▸ **Your task**: Count the lines in the records below that contain the word "white", and give only that number.

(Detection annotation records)
**********

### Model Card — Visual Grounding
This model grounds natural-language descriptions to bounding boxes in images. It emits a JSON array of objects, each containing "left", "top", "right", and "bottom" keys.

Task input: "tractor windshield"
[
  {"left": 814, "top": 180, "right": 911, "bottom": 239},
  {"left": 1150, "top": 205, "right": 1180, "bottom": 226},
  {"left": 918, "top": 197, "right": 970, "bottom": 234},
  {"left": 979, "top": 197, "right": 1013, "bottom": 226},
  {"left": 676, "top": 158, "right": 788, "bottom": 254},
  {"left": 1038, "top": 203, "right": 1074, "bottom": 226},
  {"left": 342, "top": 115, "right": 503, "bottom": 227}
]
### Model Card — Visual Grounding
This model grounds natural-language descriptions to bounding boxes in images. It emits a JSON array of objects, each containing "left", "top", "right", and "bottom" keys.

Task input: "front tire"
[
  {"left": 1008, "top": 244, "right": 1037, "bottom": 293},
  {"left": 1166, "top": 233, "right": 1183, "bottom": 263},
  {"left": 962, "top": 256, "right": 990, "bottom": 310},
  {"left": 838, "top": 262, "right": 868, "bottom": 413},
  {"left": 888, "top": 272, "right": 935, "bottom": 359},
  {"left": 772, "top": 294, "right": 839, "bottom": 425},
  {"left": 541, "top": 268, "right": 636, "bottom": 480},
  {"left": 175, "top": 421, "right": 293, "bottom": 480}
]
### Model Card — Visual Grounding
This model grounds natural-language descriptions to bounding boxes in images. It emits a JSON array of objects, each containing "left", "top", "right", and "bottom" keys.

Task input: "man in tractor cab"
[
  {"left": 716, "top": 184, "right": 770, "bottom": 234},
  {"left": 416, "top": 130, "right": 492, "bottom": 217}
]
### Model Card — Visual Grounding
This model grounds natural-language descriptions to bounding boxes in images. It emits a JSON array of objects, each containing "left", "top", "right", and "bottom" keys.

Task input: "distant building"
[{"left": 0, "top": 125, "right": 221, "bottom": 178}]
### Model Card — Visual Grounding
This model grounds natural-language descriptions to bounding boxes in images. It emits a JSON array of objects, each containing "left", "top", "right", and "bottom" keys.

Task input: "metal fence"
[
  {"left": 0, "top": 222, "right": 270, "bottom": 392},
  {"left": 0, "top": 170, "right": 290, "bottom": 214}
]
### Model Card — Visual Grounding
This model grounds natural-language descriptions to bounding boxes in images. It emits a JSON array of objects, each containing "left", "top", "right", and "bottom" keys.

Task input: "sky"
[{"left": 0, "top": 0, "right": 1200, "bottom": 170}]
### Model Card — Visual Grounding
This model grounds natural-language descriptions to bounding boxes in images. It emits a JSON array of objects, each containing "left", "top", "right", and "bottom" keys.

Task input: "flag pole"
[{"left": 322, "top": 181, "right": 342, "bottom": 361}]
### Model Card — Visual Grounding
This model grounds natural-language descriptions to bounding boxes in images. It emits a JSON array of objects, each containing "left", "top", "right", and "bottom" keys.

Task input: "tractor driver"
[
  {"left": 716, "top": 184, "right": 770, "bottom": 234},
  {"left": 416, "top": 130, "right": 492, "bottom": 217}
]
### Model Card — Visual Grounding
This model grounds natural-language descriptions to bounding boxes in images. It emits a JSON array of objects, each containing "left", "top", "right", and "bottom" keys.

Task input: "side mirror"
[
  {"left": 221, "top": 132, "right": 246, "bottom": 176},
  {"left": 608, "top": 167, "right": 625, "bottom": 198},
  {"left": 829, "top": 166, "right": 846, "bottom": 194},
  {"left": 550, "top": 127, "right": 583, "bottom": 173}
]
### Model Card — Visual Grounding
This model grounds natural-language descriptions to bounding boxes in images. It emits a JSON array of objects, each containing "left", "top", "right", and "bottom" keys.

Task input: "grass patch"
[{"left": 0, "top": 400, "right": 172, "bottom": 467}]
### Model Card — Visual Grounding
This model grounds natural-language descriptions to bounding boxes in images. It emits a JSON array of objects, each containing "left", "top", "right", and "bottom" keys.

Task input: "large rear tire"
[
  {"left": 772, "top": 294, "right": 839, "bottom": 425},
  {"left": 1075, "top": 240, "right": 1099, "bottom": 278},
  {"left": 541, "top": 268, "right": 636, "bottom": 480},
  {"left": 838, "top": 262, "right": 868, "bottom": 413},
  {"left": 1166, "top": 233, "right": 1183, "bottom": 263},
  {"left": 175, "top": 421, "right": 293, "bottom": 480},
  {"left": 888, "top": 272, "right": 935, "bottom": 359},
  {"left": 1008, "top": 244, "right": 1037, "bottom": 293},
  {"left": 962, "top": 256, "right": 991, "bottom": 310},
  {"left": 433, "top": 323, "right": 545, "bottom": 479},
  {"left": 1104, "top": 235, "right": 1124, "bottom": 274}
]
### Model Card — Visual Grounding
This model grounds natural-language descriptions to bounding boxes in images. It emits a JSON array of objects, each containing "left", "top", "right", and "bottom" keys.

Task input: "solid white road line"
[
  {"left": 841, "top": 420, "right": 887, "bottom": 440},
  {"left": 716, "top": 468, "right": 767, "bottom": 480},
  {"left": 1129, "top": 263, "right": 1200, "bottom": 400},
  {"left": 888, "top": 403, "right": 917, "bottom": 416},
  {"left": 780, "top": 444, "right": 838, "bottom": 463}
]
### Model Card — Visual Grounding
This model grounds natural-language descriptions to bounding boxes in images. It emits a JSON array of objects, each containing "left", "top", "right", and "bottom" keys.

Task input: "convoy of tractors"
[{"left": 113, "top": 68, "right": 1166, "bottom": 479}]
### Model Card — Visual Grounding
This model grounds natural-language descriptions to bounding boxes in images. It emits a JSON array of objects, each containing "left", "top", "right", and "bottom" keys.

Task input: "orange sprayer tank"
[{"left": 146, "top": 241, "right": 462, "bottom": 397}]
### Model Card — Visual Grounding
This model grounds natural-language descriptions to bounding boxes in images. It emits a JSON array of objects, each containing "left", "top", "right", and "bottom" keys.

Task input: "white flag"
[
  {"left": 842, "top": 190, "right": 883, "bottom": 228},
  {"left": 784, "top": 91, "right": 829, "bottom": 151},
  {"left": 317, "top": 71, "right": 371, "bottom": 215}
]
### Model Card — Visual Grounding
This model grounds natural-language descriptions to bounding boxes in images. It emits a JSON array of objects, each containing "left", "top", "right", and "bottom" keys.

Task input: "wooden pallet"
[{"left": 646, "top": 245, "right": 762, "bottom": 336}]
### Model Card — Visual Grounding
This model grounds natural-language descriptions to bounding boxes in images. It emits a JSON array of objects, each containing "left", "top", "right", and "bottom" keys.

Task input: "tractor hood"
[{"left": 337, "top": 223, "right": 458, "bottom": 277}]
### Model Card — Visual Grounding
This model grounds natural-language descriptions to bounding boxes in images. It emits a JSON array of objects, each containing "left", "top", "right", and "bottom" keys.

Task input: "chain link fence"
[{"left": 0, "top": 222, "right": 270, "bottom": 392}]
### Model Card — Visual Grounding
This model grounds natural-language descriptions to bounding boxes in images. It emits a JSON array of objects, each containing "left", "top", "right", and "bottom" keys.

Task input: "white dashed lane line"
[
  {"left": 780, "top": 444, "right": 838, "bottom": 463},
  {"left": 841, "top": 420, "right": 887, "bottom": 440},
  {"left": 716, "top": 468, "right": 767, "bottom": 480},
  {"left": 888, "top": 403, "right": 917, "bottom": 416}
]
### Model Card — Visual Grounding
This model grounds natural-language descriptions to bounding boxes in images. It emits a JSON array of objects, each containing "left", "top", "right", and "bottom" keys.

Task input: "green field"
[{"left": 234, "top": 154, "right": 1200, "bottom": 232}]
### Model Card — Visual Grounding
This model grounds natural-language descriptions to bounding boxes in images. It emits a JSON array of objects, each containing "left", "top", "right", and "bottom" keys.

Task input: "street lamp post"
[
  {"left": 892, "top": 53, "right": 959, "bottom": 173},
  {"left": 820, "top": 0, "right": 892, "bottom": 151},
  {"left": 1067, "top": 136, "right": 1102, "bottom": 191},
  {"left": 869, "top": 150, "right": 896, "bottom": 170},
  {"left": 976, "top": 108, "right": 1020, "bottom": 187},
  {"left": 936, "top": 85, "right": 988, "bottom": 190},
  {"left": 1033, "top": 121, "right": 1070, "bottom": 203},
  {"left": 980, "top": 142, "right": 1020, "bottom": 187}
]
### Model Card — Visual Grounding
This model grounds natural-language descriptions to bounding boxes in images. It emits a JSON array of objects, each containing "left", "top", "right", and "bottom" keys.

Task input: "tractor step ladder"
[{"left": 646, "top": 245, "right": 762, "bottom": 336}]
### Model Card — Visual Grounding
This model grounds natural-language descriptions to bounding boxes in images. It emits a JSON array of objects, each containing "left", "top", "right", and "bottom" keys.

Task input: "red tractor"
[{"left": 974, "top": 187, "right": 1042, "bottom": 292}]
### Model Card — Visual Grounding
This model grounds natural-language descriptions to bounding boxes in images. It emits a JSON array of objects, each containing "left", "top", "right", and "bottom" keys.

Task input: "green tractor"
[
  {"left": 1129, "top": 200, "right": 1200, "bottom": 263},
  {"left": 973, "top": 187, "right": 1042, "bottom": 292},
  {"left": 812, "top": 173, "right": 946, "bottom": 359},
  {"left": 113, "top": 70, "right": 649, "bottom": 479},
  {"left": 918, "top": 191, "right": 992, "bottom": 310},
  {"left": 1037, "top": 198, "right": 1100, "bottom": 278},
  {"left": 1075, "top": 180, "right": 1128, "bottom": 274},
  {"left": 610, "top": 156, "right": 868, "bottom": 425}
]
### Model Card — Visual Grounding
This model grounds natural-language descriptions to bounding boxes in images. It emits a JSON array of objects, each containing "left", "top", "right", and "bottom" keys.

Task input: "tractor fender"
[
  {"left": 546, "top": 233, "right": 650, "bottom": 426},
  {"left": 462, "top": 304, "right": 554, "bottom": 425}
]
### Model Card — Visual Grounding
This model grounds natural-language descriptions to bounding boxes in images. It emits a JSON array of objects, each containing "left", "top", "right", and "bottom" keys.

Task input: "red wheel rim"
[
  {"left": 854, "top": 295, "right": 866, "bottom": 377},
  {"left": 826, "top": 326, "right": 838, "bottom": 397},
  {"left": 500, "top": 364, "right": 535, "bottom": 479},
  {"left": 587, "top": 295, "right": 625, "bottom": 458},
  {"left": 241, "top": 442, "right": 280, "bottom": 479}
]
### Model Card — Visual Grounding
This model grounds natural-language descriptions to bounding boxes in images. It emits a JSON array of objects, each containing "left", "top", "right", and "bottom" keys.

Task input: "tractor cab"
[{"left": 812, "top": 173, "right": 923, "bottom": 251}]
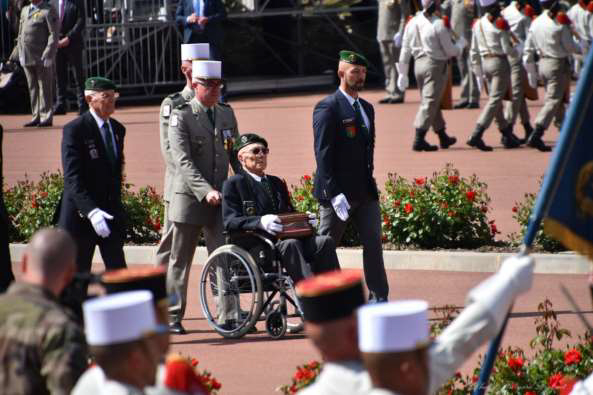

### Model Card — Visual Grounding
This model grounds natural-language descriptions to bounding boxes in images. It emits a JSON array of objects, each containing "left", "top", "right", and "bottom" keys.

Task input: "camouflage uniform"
[{"left": 0, "top": 283, "right": 88, "bottom": 395}]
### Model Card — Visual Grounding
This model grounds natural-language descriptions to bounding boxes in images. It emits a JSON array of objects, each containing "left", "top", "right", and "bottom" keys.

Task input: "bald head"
[{"left": 22, "top": 228, "right": 76, "bottom": 294}]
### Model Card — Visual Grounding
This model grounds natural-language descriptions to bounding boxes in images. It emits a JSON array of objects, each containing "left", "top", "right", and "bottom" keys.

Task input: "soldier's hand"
[{"left": 206, "top": 191, "right": 222, "bottom": 206}]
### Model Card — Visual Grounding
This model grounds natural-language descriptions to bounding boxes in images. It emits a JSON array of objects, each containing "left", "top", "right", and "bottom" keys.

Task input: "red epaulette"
[
  {"left": 523, "top": 4, "right": 535, "bottom": 19},
  {"left": 556, "top": 11, "right": 572, "bottom": 25},
  {"left": 496, "top": 16, "right": 510, "bottom": 30}
]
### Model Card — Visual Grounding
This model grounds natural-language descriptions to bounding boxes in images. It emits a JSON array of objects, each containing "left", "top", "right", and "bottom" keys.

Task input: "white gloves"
[
  {"left": 523, "top": 62, "right": 537, "bottom": 88},
  {"left": 395, "top": 62, "right": 410, "bottom": 92},
  {"left": 259, "top": 214, "right": 282, "bottom": 236},
  {"left": 307, "top": 211, "right": 319, "bottom": 228},
  {"left": 332, "top": 193, "right": 350, "bottom": 222},
  {"left": 393, "top": 32, "right": 404, "bottom": 48},
  {"left": 88, "top": 208, "right": 113, "bottom": 238}
]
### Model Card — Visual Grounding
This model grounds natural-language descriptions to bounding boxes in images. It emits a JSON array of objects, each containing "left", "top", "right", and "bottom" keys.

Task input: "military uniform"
[
  {"left": 399, "top": 12, "right": 463, "bottom": 151},
  {"left": 156, "top": 85, "right": 195, "bottom": 265},
  {"left": 523, "top": 10, "right": 580, "bottom": 151},
  {"left": 377, "top": 0, "right": 410, "bottom": 103},
  {"left": 0, "top": 283, "right": 88, "bottom": 395},
  {"left": 167, "top": 97, "right": 238, "bottom": 323},
  {"left": 10, "top": 2, "right": 59, "bottom": 126},
  {"left": 502, "top": 1, "right": 533, "bottom": 139},
  {"left": 468, "top": 13, "right": 519, "bottom": 151}
]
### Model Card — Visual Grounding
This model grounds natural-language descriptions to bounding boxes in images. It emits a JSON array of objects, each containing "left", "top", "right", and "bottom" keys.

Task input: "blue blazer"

**********

▸ **Full output**: 4